## TASK INSTRUCTIONS
Write out the stretch of lines below, from the line containing "find the grassy" through the line containing "138,73,187,100", as a numbered list with blank lines omitted.

## EXTRACTED MATERIAL
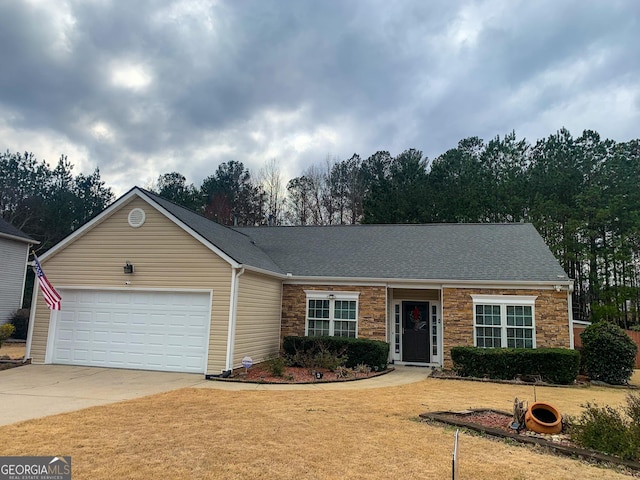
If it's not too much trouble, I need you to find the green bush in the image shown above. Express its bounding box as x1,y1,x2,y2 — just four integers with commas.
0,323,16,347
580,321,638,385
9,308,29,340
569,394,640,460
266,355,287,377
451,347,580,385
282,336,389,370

--

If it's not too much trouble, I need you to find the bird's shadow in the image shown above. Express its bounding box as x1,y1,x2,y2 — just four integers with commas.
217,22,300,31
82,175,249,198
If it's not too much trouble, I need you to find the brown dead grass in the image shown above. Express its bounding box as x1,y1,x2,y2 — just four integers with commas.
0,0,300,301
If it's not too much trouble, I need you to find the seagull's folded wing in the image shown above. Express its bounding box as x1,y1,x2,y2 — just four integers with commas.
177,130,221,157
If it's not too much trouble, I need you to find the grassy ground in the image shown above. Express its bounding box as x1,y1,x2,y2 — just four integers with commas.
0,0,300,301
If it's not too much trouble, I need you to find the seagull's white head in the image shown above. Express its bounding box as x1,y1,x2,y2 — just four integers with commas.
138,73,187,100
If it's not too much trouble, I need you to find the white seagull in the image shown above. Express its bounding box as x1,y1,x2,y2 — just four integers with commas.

* * *

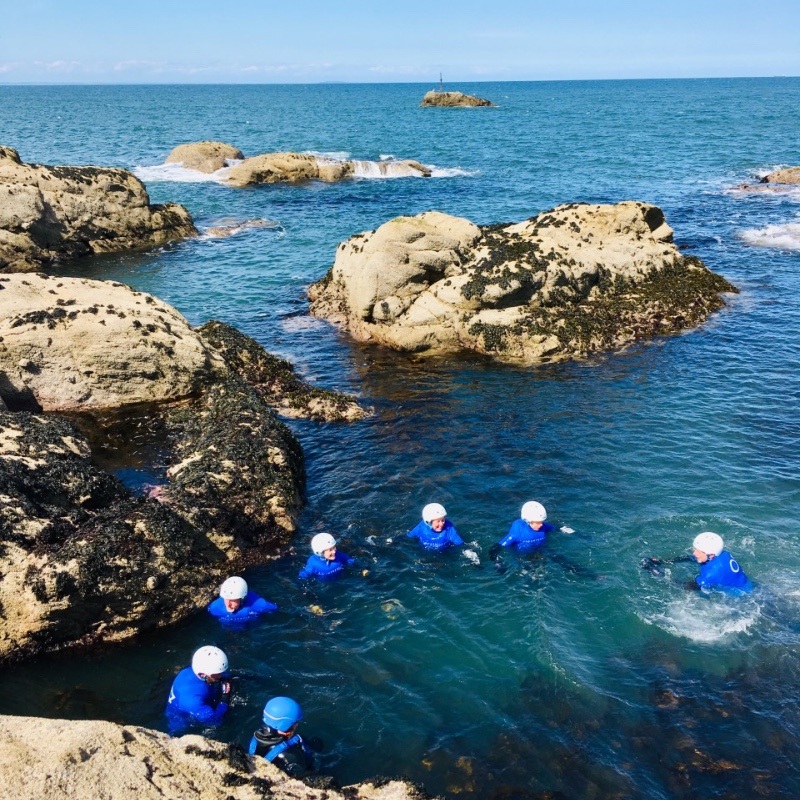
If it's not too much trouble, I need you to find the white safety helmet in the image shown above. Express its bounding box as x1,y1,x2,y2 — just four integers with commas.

## ANSWER TO THE TASK
1. If it's not too much trouble, I need you to find the grassy ground in the image shown above. Express its bounding box as x1,y1,x2,y2 — just four integers with commas.
2. 0,0,300,301
3. If it's not too much trouble, I need you to find the seagull's white head in the image shown above. Express its bounding box as x1,y1,x2,y2 — just four integers with commas.
4. 138,73,187,100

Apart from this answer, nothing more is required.